• [WHAT TO DO]
Only the lines below between the ones containing "Query: shrub row" and "Where can you spot the silver", inclusive, are to be reproduced, each exactly as it stands.
━━━━━ DATA SHOWN
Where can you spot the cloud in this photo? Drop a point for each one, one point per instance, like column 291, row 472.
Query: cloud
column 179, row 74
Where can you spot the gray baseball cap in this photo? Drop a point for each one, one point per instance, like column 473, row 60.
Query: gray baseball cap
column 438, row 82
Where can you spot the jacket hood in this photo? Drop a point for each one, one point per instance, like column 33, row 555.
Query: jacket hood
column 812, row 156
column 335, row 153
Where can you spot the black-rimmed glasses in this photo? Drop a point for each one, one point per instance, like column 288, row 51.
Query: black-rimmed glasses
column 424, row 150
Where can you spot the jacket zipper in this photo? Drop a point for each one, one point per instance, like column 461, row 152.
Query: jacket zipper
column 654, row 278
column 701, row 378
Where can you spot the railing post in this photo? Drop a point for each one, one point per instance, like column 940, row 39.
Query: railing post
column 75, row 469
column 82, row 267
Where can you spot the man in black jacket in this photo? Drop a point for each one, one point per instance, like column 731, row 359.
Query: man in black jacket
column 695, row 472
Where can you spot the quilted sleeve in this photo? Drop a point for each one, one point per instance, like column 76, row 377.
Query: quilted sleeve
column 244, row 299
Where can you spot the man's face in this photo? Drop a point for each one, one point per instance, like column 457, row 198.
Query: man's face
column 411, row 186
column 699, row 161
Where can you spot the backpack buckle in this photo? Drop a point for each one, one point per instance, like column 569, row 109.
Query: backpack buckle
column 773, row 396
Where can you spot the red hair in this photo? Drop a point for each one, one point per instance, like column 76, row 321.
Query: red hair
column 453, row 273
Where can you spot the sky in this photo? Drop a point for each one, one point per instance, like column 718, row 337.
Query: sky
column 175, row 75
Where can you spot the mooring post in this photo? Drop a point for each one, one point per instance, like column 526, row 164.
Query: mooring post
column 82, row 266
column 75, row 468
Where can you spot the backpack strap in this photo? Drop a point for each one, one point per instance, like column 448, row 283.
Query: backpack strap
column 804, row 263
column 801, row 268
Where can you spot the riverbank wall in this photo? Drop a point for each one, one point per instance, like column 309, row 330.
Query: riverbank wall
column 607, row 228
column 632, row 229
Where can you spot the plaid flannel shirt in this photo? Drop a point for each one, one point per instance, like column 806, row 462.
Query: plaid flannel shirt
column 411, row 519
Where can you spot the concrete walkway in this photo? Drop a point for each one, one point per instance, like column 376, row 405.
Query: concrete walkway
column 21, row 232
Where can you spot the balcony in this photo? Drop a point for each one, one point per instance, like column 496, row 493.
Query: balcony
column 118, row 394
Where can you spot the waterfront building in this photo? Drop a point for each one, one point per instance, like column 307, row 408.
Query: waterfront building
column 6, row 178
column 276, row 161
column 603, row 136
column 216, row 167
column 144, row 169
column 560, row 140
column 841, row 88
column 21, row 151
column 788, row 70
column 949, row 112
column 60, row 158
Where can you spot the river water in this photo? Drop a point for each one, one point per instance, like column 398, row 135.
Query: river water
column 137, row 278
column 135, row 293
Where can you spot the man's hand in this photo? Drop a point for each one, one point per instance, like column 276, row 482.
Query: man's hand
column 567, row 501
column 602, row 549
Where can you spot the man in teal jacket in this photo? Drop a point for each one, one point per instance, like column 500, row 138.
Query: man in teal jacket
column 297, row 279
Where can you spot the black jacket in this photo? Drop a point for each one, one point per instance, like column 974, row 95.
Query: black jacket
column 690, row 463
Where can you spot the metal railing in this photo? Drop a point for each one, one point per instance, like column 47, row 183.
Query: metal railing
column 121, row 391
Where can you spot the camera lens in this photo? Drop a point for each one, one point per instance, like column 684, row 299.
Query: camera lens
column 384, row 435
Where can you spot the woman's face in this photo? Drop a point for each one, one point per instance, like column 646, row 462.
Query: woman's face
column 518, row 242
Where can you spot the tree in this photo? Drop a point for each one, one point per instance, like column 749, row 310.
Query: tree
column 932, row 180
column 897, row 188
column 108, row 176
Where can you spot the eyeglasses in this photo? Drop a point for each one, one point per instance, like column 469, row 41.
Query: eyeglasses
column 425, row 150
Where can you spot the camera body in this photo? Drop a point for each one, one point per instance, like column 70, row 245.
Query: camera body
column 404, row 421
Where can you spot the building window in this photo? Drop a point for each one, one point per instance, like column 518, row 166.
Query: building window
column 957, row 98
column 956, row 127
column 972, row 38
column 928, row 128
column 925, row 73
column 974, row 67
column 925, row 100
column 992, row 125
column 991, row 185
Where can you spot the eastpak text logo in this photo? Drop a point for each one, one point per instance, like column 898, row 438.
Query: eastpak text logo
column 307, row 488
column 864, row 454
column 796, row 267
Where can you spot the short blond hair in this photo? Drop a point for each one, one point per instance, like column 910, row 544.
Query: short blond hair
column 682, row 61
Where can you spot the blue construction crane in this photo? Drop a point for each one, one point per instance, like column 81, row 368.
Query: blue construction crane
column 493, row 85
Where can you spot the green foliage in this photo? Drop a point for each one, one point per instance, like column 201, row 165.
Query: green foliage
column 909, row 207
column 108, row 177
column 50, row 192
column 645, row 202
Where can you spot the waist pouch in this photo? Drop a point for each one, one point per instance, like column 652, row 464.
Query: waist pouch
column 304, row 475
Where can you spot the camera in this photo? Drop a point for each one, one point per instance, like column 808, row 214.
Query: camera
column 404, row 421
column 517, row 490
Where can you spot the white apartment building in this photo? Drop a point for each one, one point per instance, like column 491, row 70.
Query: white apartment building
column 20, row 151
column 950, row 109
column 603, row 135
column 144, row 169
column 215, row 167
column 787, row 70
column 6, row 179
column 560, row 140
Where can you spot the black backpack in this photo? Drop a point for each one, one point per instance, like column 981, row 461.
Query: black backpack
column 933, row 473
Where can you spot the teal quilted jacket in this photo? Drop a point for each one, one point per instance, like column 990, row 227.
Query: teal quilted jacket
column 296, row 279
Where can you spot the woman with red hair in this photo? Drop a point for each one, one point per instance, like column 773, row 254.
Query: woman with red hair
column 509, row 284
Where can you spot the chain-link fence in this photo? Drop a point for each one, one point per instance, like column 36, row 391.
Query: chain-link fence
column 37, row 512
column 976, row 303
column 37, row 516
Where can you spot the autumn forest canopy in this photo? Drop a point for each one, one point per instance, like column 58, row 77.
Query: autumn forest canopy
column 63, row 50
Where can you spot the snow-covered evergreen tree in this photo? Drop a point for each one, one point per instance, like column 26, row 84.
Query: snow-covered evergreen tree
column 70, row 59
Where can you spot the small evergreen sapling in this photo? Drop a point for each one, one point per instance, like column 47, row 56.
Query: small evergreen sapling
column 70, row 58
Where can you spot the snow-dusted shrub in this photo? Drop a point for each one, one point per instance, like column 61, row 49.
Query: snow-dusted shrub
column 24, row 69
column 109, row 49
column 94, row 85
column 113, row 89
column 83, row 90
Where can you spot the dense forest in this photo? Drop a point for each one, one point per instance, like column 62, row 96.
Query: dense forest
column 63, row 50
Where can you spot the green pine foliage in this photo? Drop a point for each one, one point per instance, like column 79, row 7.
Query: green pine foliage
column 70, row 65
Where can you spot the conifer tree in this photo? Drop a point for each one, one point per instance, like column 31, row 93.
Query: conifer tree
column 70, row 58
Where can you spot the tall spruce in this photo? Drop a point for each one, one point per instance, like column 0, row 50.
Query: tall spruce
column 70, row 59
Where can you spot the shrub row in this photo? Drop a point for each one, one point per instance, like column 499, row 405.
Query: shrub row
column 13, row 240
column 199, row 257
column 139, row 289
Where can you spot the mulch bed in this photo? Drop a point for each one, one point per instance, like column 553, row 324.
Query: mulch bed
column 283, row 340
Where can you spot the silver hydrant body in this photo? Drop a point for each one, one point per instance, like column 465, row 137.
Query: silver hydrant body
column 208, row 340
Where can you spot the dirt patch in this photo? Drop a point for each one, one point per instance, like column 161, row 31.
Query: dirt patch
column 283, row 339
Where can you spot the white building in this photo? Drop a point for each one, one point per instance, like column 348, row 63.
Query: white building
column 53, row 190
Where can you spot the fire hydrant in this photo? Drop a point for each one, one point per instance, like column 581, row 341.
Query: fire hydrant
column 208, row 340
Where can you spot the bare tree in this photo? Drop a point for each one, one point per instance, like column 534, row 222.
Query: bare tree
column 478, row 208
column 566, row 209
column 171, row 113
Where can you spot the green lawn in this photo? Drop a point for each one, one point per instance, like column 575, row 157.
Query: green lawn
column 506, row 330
━━━━━━━━━━
• [SOLUTION TO THIS TASK]
Query: shrub row
column 13, row 240
column 199, row 257
column 139, row 289
Where can you spot the mulch bed in this photo? Drop a point for each one, one point per instance, like column 553, row 324.
Query: mulch bed
column 283, row 340
Where can you spot the silver hydrant body in this photo? Drop a point for each one, one point per instance, like column 465, row 137.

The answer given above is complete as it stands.